Please repeat the listing starting with the line containing "[point] neighboring house" and going on through the end of the listing, swapping "white cloud" for "cumulus cloud" and keeping everything else the same. Omit the pictures from your answer.

## Material provided:
########
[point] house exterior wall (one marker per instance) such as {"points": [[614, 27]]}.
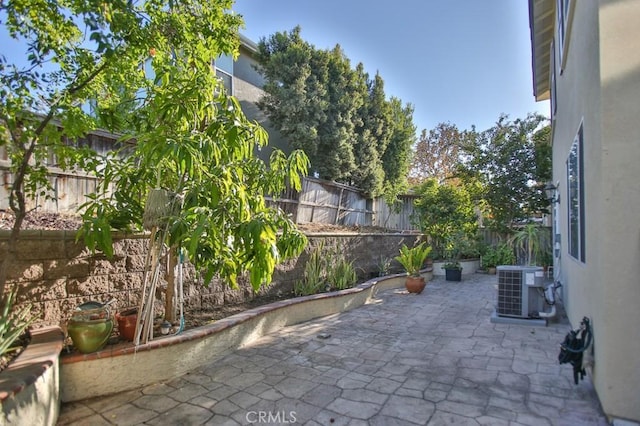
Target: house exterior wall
{"points": [[599, 87]]}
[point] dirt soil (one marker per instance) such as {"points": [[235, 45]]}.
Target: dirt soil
{"points": [[54, 221]]}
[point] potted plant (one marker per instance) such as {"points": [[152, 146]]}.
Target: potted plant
{"points": [[531, 240], [412, 260], [456, 244]]}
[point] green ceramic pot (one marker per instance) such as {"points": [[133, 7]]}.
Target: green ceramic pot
{"points": [[91, 335]]}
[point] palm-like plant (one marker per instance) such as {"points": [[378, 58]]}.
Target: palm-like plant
{"points": [[12, 324], [412, 259], [532, 240]]}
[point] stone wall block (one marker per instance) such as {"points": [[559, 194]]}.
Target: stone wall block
{"points": [[62, 268], [75, 249], [40, 249], [233, 297], [88, 286], [135, 262], [23, 271], [195, 302], [211, 300], [40, 291], [126, 281], [102, 266]]}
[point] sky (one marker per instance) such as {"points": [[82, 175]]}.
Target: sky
{"points": [[464, 62]]}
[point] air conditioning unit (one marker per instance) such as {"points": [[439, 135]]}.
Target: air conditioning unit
{"points": [[520, 291]]}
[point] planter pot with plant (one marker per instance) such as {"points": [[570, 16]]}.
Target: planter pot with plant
{"points": [[90, 326], [127, 319], [412, 260], [458, 244], [452, 271]]}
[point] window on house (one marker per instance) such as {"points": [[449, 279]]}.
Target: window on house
{"points": [[575, 204]]}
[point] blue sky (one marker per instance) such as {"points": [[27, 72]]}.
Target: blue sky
{"points": [[458, 61]]}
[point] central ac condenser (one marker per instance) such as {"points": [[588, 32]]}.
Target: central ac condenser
{"points": [[520, 291]]}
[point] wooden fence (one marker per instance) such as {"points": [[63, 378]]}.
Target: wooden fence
{"points": [[319, 201]]}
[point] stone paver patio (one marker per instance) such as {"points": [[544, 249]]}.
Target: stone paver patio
{"points": [[428, 359]]}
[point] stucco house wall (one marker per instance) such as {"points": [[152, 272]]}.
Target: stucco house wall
{"points": [[247, 88], [597, 86]]}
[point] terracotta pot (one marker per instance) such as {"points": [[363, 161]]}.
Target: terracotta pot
{"points": [[127, 323], [415, 284]]}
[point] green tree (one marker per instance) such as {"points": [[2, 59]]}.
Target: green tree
{"points": [[511, 163], [445, 212], [371, 133], [334, 113], [397, 156], [191, 139], [437, 153]]}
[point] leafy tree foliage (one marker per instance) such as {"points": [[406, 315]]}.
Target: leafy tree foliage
{"points": [[511, 162], [397, 155], [340, 118], [437, 153], [445, 213], [190, 141]]}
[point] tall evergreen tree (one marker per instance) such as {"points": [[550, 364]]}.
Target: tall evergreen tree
{"points": [[334, 113], [397, 157]]}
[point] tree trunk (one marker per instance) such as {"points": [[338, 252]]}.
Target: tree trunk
{"points": [[169, 304]]}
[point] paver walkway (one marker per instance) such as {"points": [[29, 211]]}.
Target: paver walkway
{"points": [[428, 359]]}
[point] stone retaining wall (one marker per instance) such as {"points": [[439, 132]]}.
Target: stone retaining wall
{"points": [[54, 273]]}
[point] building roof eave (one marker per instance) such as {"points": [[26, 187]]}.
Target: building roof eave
{"points": [[541, 25]]}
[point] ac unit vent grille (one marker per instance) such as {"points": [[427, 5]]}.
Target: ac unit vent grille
{"points": [[510, 292]]}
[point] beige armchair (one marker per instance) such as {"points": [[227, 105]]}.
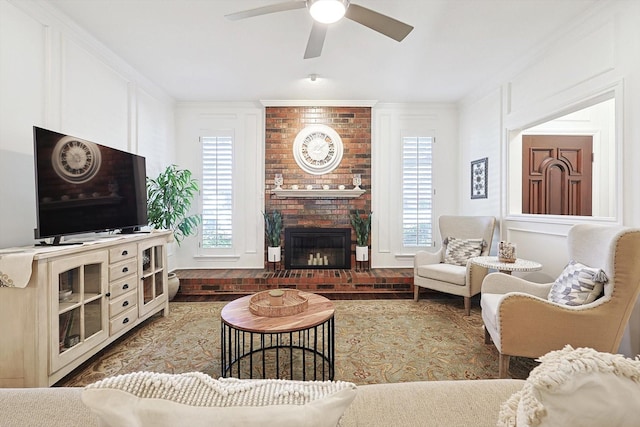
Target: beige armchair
{"points": [[521, 321], [431, 272]]}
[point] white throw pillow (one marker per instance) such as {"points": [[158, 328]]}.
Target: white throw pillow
{"points": [[577, 285], [197, 400], [580, 387], [460, 250]]}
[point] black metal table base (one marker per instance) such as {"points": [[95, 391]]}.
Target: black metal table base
{"points": [[307, 354]]}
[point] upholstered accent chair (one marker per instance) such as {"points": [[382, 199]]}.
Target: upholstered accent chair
{"points": [[522, 320], [446, 271]]}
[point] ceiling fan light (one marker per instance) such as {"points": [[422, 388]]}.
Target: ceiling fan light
{"points": [[327, 11]]}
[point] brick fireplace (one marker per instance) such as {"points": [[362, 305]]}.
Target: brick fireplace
{"points": [[317, 248], [353, 124]]}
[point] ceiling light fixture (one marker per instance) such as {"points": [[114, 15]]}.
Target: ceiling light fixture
{"points": [[327, 11]]}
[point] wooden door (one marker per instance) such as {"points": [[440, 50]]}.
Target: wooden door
{"points": [[556, 174]]}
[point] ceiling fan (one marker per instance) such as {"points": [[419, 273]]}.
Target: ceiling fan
{"points": [[325, 12]]}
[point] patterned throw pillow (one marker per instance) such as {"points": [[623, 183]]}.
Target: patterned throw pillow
{"points": [[577, 285], [574, 387], [460, 250], [197, 400]]}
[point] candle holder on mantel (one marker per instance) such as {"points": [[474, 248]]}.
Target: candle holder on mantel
{"points": [[357, 181], [278, 180]]}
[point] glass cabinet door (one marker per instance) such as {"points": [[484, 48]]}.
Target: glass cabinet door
{"points": [[153, 276], [79, 310]]}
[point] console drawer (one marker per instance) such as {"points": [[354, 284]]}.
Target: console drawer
{"points": [[122, 252], [123, 286], [122, 303], [122, 269], [123, 320]]}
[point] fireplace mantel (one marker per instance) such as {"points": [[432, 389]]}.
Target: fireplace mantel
{"points": [[319, 194]]}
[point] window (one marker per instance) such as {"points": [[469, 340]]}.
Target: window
{"points": [[217, 192], [417, 190]]}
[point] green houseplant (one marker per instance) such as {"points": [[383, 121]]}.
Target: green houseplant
{"points": [[169, 198], [273, 231], [362, 226]]}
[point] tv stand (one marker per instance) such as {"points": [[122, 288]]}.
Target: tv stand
{"points": [[79, 300]]}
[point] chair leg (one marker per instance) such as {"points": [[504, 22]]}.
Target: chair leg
{"points": [[503, 366], [467, 306], [487, 336]]}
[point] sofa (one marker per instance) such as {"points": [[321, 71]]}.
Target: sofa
{"points": [[570, 387], [429, 403]]}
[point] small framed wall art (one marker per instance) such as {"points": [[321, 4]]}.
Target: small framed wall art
{"points": [[479, 178]]}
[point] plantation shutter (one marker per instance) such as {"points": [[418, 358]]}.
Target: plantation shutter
{"points": [[417, 191], [217, 192]]}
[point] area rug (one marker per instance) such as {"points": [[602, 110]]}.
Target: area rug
{"points": [[377, 341]]}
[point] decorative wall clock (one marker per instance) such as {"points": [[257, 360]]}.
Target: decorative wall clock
{"points": [[75, 160], [317, 149]]}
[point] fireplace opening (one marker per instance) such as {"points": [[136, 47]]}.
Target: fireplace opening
{"points": [[317, 248]]}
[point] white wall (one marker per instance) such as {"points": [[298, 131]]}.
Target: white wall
{"points": [[597, 55], [389, 123], [56, 76]]}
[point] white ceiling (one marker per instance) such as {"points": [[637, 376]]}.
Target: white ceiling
{"points": [[194, 53]]}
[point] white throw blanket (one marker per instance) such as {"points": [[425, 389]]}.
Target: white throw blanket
{"points": [[15, 268]]}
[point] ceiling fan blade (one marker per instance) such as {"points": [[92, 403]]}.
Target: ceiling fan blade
{"points": [[278, 7], [316, 40], [376, 21]]}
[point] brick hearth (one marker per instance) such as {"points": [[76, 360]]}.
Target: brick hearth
{"points": [[381, 281]]}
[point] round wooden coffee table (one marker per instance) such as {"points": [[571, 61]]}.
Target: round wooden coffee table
{"points": [[300, 346]]}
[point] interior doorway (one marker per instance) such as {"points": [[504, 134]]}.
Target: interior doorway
{"points": [[557, 174]]}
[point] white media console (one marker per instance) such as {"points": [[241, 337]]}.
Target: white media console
{"points": [[79, 299]]}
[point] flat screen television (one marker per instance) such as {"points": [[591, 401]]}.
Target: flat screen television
{"points": [[84, 187]]}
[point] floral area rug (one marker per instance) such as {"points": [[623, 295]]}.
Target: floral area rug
{"points": [[377, 341]]}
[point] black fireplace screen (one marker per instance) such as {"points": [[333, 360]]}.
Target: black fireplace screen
{"points": [[317, 248]]}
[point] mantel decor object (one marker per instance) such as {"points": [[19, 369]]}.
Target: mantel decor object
{"points": [[278, 180], [479, 178], [357, 181]]}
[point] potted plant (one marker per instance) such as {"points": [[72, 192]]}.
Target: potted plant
{"points": [[273, 230], [362, 226], [169, 198]]}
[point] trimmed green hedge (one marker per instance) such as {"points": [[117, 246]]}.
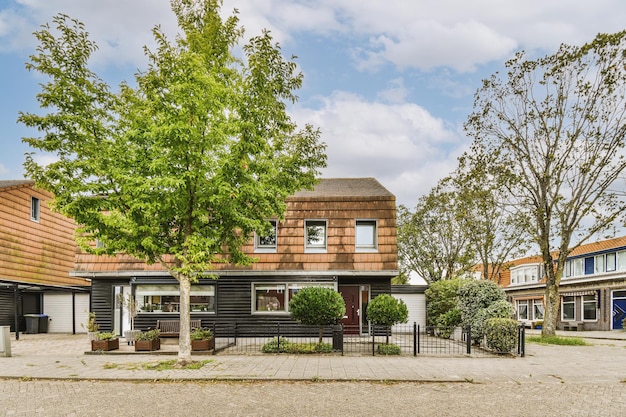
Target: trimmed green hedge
{"points": [[501, 334]]}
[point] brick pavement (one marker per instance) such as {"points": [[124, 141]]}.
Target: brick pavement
{"points": [[56, 356]]}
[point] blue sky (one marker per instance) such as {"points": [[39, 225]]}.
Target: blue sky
{"points": [[389, 83]]}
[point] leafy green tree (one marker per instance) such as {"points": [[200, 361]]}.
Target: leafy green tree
{"points": [[431, 241], [557, 124], [387, 311], [317, 306], [183, 167], [494, 231]]}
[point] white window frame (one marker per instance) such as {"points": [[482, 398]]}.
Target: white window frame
{"points": [[368, 228], [599, 264], [610, 262], [578, 267], [521, 303], [538, 305], [572, 302], [285, 288], [35, 209], [260, 247], [150, 293], [620, 263], [589, 299], [320, 247]]}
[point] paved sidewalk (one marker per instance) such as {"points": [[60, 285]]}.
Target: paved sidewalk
{"points": [[62, 356]]}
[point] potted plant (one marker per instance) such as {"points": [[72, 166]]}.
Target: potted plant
{"points": [[202, 339], [105, 341], [92, 327], [148, 340]]}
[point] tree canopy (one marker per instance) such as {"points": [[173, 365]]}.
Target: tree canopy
{"points": [[180, 168]]}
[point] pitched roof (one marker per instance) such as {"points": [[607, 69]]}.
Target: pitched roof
{"points": [[15, 183], [329, 188]]}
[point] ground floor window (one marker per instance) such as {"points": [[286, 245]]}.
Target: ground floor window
{"points": [[166, 298], [274, 297], [538, 309], [590, 307], [568, 308]]}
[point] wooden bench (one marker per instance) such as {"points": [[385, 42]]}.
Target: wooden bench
{"points": [[171, 328]]}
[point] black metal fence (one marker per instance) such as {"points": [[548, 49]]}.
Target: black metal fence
{"points": [[408, 340]]}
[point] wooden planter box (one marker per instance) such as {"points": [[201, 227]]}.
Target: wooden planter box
{"points": [[208, 344], [147, 345], [105, 345]]}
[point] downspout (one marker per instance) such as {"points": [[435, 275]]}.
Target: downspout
{"points": [[17, 320]]}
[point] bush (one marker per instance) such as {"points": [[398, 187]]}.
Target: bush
{"points": [[273, 347], [317, 306], [501, 334], [441, 298], [388, 349], [289, 347], [201, 334], [480, 301]]}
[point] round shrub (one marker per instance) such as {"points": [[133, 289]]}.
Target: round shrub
{"points": [[501, 334], [388, 349]]}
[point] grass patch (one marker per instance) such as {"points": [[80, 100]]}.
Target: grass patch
{"points": [[557, 340], [157, 366]]}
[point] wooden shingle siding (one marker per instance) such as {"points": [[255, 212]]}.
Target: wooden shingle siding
{"points": [[340, 211], [41, 251]]}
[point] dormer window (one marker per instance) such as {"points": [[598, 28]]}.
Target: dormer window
{"points": [[267, 242]]}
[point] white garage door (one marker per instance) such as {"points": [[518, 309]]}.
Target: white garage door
{"points": [[58, 308]]}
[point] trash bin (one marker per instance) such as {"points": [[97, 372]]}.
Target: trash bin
{"points": [[338, 338], [32, 323], [43, 323]]}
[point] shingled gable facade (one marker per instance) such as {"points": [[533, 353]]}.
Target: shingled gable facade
{"points": [[592, 289], [37, 252], [340, 235]]}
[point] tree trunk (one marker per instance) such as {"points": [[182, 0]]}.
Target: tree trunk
{"points": [[184, 340], [552, 311]]}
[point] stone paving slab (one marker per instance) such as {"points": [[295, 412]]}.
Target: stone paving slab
{"points": [[53, 356]]}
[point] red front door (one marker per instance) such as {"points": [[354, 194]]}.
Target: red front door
{"points": [[351, 320]]}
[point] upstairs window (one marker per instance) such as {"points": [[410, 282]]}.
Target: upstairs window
{"points": [[366, 235], [267, 242], [34, 209], [315, 235]]}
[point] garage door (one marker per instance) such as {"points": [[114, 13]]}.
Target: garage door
{"points": [[58, 308]]}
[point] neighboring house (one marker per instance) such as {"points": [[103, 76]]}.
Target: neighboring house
{"points": [[341, 235], [592, 289], [37, 252]]}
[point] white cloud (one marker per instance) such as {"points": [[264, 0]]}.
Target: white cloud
{"points": [[402, 145]]}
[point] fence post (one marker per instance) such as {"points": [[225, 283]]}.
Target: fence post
{"points": [[418, 338]]}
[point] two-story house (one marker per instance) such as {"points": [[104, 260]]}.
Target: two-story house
{"points": [[592, 289], [37, 252], [340, 235]]}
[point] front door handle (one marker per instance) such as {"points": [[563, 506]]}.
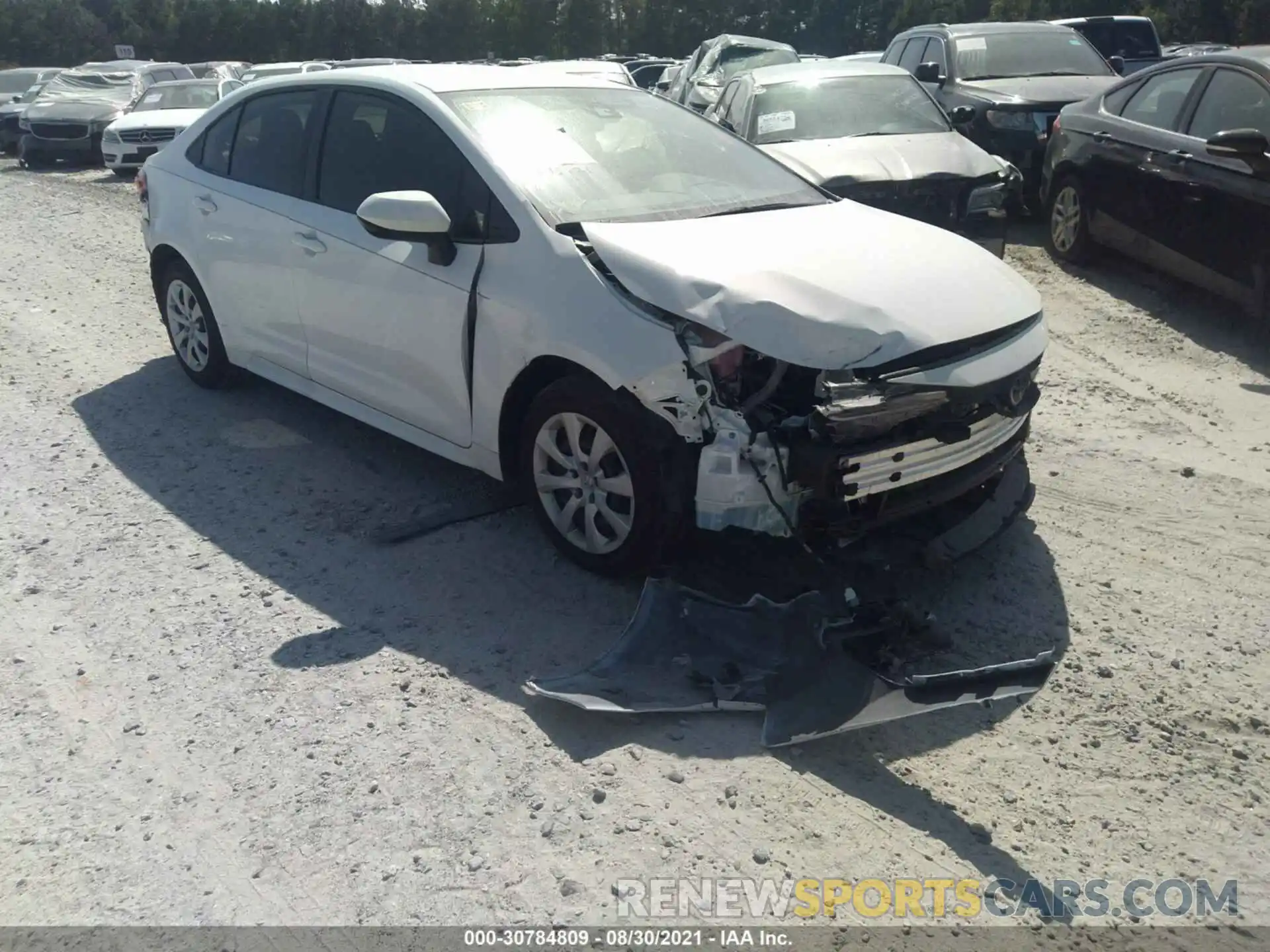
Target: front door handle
########
## Answer to this exercise:
[point] neighboring house (one marker per instance) such as {"points": [[103, 76]]}.
Target: neighboring house
{"points": [[341, 235], [592, 289], [37, 252]]}
[point] cumulus cloud (one marker per instance) such as {"points": [[264, 0]]}.
Target: cumulus cloud
{"points": [[402, 145]]}
[point] fence post (one marker per instance) such as {"points": [[225, 283]]}.
Target: fence post
{"points": [[418, 338]]}
[point] two-story house (one marker per instance) such as {"points": [[104, 260]]}.
Target: two-story house
{"points": [[592, 289], [37, 252], [340, 235]]}
[point] front door handle (one marker per instance) such as {"points": [[563, 506]]}.
Target: front door handle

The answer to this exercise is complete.